**** Data section ****

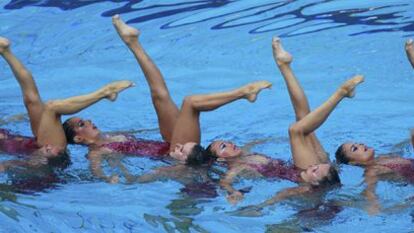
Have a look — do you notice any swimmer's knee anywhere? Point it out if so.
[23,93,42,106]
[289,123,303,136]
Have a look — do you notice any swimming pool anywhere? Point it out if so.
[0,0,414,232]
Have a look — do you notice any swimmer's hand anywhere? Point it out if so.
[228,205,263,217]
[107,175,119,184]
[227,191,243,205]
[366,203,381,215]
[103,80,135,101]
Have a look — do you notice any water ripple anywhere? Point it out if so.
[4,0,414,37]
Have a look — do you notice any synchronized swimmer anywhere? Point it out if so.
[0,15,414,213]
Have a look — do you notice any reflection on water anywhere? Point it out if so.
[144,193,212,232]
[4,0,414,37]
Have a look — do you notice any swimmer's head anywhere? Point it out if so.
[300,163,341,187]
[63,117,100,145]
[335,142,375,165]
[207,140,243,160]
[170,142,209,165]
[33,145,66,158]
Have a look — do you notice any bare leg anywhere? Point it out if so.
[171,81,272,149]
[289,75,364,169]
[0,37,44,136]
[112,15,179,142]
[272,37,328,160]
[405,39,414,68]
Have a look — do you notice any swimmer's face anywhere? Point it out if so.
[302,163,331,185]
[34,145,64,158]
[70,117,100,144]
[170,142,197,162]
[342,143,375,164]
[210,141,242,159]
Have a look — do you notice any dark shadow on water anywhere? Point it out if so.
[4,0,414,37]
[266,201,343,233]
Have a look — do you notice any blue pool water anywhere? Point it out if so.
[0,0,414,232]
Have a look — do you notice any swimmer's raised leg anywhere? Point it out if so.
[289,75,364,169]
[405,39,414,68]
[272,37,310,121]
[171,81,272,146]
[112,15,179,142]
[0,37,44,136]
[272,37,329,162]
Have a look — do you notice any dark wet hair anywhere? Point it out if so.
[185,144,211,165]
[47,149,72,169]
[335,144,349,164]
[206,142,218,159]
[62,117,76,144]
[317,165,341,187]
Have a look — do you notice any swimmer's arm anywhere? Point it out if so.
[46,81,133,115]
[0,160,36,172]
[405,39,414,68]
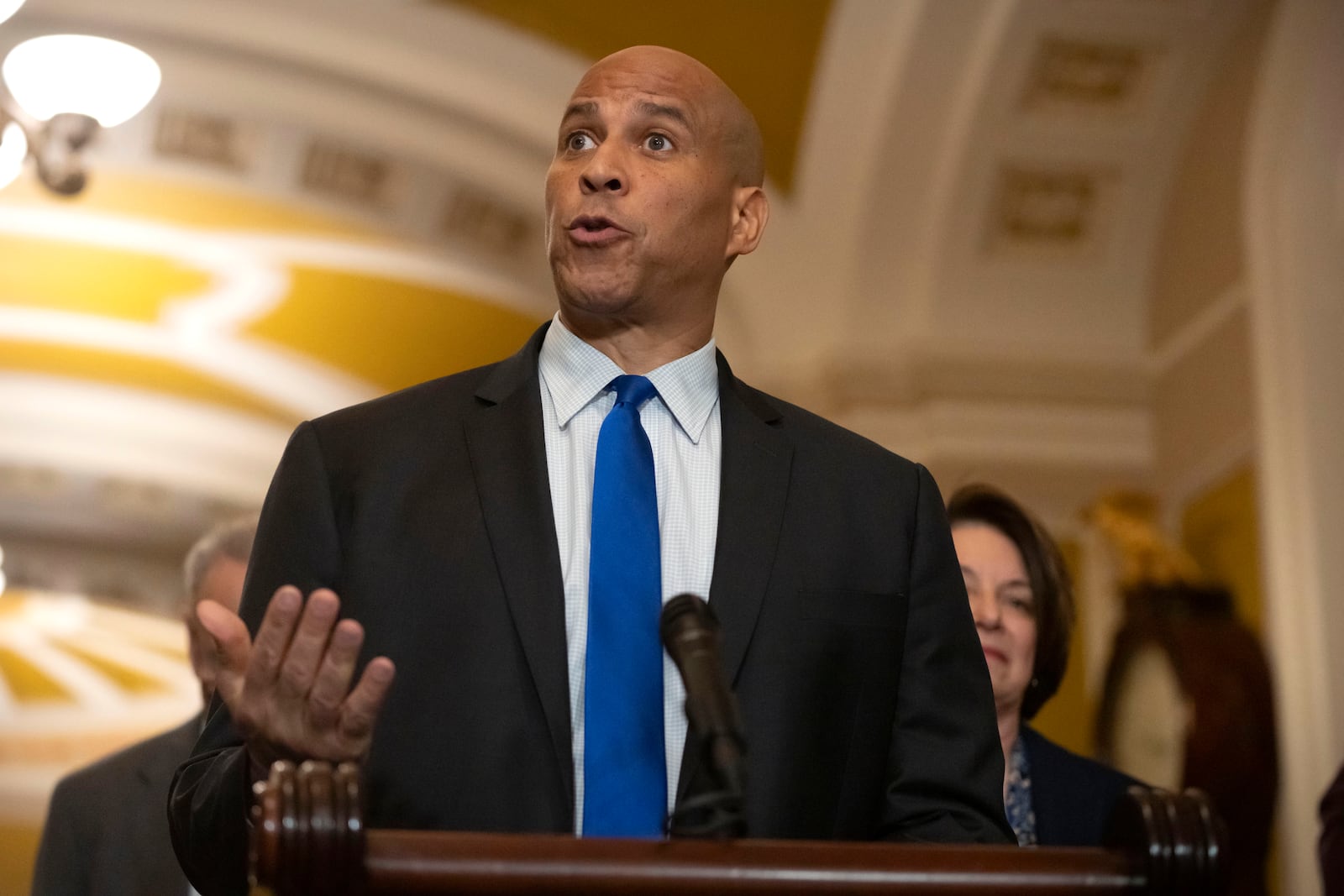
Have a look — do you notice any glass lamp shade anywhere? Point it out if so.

****

### Request
Print the data word for word, from its beginning through the line that contains "[33,145,66,158]", with both ends included. Leave the pictures out.

### Correct result
Have a look — do you notice any swimmer's knee anywhere? Point it out if so.
[23,93,42,106]
[289,123,303,136]
Have a look — do you notice any swimming pool anywhere? Point it out if so.
[0,0,414,232]
Have a look — do you notice any swimmer's hand anywhere? Point it out if so.
[228,205,263,217]
[107,175,119,184]
[227,191,243,205]
[366,203,381,215]
[103,80,135,101]
Have a look — do you notice any water ripple anywhere? Point it out if so.
[4,0,414,37]
Have a look — do you notice any synchronized swimmer anywhere? Point it out if so.
[0,15,414,213]
Have a look — do you notice any reflection on water anywhere? Point it out if so.
[144,193,212,232]
[4,0,414,37]
Have a look — do you notice any swimmer's head anywhere? Point it out if so.
[300,163,341,187]
[63,117,100,145]
[335,142,375,165]
[207,140,243,160]
[170,142,209,165]
[33,145,66,158]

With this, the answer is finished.